Court exercice 1:
Relevez chaque ligne des enregistrements qui contient la chaîne « over », en respectant la casse.

===== Extrait fourni =====

Faits saillants 2011

La collecte de données pour le projet d'atlas va bon train. Même si toutes les données n'ont pas encore été saisies par les participants, nous savons déjà que ces derniers ont consacré plus de 32 000 heures sur le terrain depuis le début du projet, et qu'ils ont rapporté des indices de nidification pour 278 espèces d’oiseaux! Comme en 2010, les milliers d'heures passées sur le terrain cette année ont conduit à des découvertes importantes. Vous trouverez sur cette page des renseignements sur quelques-unes de ces trouvailles.

L'équipe de l'atlas tient à préciser que les observations dont il est question ici ne sont pas les seules qui sont dignes de mention pour la saison 2011, plusieurs autres ayant été faites à différents endroits au Québec. Malheureusement, nous n'avons ni le temps ni l'espace pour toutes les relater ici (il faut bien se garder un peu de travail pour la production de l'atlas!).

=====

Court exercice 2:
Donnez la suite du texte ci-dessus sur les faits saillants 2011 du projet d'atlas, à partir de sa dernière phrase.

===== Données de l'exercice =====

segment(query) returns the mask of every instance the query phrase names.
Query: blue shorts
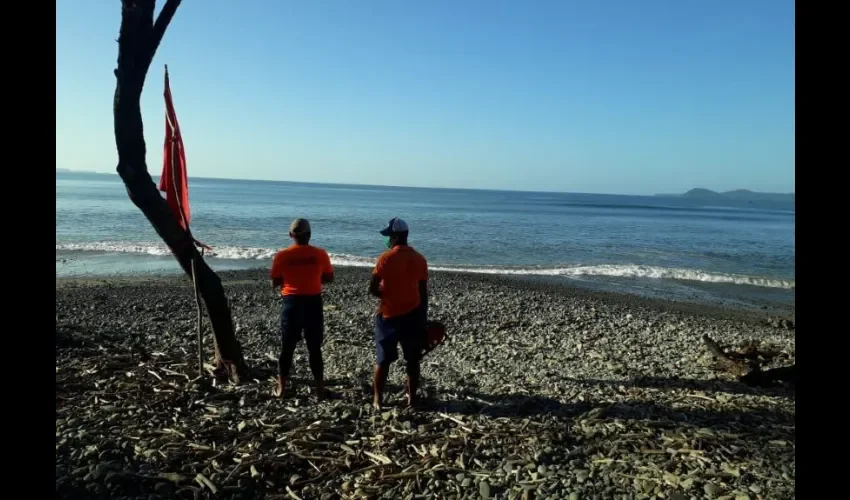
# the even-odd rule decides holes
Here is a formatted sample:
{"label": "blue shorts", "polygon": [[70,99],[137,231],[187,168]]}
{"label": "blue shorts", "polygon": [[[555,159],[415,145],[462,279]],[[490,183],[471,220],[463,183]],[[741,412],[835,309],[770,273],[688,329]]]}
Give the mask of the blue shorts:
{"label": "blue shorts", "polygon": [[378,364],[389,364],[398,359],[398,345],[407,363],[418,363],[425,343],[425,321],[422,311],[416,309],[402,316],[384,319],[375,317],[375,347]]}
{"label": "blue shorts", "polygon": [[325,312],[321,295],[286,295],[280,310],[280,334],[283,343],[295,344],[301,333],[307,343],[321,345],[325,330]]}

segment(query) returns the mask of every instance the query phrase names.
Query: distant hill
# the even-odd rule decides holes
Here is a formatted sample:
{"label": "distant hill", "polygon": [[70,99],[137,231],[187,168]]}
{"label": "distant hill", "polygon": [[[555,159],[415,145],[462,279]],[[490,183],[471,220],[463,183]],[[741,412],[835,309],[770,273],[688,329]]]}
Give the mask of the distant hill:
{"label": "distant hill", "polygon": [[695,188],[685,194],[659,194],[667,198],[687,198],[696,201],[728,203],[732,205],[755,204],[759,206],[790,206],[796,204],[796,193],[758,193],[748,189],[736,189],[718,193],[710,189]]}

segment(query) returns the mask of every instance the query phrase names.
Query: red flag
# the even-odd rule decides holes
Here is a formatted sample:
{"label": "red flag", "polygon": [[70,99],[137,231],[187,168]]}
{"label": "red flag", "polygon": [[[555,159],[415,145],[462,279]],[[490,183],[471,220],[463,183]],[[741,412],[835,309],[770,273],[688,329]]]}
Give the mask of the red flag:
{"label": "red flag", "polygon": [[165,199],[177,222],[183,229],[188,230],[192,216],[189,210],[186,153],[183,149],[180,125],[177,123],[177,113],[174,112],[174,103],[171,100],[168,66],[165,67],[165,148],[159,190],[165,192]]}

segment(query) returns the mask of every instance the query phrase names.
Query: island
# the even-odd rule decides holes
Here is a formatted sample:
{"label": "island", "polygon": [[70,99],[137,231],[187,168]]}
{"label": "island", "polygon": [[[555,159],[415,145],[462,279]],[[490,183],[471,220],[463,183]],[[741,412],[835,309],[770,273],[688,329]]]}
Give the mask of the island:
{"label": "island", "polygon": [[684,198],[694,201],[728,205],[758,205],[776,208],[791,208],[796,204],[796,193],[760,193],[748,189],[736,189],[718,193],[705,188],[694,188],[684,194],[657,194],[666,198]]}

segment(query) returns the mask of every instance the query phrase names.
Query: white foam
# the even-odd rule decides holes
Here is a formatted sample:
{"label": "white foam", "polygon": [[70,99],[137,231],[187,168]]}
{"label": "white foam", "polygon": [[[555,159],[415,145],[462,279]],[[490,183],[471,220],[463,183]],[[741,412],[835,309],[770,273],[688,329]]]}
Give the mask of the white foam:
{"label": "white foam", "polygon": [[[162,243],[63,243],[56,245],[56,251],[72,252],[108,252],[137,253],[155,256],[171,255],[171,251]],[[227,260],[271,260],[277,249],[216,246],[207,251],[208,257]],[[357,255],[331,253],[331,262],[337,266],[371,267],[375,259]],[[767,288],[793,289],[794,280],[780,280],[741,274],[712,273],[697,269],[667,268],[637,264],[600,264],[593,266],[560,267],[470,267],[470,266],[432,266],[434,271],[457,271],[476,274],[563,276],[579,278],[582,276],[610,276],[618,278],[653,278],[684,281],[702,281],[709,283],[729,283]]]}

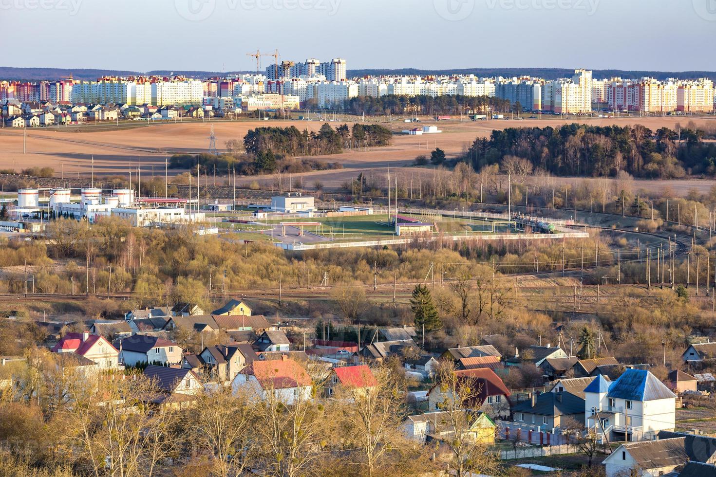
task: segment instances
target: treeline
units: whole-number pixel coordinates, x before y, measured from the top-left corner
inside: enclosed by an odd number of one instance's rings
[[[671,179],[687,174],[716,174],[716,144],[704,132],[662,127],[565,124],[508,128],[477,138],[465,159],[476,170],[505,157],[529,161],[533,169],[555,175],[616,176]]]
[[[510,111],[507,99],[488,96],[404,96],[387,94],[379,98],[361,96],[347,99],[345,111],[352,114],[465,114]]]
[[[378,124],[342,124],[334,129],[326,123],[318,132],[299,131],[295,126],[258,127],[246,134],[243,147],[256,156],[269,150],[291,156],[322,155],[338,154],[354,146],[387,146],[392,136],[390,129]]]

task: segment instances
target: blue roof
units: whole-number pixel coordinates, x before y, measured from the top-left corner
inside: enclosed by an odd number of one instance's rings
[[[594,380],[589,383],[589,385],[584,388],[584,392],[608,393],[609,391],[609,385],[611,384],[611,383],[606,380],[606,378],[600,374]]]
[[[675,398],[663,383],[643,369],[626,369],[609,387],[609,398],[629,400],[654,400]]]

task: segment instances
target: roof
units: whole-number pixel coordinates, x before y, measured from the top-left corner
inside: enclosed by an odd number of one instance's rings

=====
===== Données de l'exercice =====

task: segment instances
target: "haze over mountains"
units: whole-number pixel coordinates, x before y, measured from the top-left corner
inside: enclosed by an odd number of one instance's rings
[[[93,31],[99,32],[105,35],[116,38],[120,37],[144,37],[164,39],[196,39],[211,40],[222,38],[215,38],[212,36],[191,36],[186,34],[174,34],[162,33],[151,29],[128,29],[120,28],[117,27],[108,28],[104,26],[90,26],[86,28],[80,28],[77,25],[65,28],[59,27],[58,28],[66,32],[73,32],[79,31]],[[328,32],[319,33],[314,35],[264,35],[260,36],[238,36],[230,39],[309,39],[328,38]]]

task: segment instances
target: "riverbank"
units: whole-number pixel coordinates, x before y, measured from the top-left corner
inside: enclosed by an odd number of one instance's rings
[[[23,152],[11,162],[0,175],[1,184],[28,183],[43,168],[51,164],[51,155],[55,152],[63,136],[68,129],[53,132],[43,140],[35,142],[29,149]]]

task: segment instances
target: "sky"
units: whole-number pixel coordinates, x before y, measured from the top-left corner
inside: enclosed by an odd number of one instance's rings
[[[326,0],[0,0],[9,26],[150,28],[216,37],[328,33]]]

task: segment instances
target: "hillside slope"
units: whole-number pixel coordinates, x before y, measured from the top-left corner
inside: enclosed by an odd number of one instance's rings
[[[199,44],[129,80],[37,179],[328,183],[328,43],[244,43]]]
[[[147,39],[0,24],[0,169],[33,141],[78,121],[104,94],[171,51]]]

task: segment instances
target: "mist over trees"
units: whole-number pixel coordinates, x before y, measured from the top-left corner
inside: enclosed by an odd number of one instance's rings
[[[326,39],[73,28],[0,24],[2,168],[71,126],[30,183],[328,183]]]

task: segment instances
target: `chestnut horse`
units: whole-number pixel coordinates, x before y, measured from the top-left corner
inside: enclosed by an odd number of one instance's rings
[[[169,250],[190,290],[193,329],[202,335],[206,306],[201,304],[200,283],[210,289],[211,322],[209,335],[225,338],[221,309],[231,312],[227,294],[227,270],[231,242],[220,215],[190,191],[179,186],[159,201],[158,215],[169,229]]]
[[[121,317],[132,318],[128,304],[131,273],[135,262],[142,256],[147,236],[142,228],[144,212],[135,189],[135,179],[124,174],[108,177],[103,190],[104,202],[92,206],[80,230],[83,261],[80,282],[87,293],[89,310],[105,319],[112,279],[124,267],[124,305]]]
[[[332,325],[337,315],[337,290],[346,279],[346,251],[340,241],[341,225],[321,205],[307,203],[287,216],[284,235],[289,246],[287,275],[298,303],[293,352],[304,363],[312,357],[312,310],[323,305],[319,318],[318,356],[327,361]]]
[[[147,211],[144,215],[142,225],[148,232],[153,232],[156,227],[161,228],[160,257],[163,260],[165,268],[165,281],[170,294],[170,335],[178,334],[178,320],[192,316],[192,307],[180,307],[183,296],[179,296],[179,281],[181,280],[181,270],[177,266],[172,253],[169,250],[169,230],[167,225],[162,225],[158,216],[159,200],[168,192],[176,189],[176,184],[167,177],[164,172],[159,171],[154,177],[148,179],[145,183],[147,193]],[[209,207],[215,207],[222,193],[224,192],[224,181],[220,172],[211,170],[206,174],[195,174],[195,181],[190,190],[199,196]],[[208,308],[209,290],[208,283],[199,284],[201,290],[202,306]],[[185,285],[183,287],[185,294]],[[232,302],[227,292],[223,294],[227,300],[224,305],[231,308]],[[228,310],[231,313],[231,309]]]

=====
===== Données de l'exercice =====

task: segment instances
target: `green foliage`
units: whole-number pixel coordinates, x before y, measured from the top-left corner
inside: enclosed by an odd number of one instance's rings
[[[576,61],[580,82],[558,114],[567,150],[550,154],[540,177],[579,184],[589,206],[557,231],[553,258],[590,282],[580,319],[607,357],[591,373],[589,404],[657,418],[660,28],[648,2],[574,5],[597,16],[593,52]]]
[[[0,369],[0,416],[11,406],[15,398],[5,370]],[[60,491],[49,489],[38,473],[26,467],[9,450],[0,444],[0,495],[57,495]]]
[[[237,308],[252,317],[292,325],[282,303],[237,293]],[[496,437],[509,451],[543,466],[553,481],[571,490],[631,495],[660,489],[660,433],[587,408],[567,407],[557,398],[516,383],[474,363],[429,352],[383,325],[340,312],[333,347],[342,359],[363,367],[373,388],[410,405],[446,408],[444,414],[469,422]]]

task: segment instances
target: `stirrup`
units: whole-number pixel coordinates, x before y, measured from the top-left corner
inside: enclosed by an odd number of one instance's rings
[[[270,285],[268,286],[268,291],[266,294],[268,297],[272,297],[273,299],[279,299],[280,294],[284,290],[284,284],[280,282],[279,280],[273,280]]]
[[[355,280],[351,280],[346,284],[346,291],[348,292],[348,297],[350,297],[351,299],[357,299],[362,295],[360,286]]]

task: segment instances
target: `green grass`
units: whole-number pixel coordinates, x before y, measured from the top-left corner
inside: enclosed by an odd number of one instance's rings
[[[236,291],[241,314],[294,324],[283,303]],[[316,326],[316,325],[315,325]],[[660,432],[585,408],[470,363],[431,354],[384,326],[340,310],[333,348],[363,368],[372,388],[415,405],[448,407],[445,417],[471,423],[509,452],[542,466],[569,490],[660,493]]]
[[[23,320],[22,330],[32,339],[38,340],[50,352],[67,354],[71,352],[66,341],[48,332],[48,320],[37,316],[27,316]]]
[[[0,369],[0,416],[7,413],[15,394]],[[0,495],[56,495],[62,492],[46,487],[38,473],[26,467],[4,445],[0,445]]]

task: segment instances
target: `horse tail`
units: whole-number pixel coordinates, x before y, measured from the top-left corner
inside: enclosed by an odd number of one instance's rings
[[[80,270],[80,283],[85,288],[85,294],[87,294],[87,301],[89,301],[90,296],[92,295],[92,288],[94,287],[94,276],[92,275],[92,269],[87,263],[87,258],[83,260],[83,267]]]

=====

Réponse 1:
target: "haze over mountains"
target: "mist over trees"

Réponse 2:
Une des grandes surprises de la saison est la confirmation de la nidification de la Tourterelle turque à Sainte-Brigide-d’Iberville, à quelques kilomètres à l’est de Saint-Jean-sur-Richelieu en Montérégie. Originaire d’Asie, la Tourterelle turque a étendu son aire de répartition en Europe au cours du 20e siècle. L’espèce fut rapportée en Floride au milieu des années 1980, ayant probablement colonisé cet État en provenance des Bahamas. Depuis, sa répartition aux États-Unis s’est beaucoup étendue, en particulier en direction du nord-ouest. Curieusement, il n’existe aucune preuve de nidification en Nouvelle-Angleterre (Connecticut, Maine, Massachusetts, New Hampshire, Rhode Island, Vermont) et dans l’État de New York, quoique certains indices de nidification aient été obtenus cet été dans le sud du Connecticut. Au Canada, l’espèce est connue pour nicher seulement en Colombie-Britannique et dans les Prairies. La preuve de nidification obtenue cet été au Québec est donc véritablement digne de mention, compte tenu que les nicheurs les plus proches se trouvent dans le sud de la Pennsylvanie et (peut-être maintenant) du Connecticut.

Voici quelques-unes des observations faites cet été à Sainte-Brigide :

  • 11 juillet : deux oiseaux d’origine indéterminée rapportés par Sylvain Mathieu (et coll.)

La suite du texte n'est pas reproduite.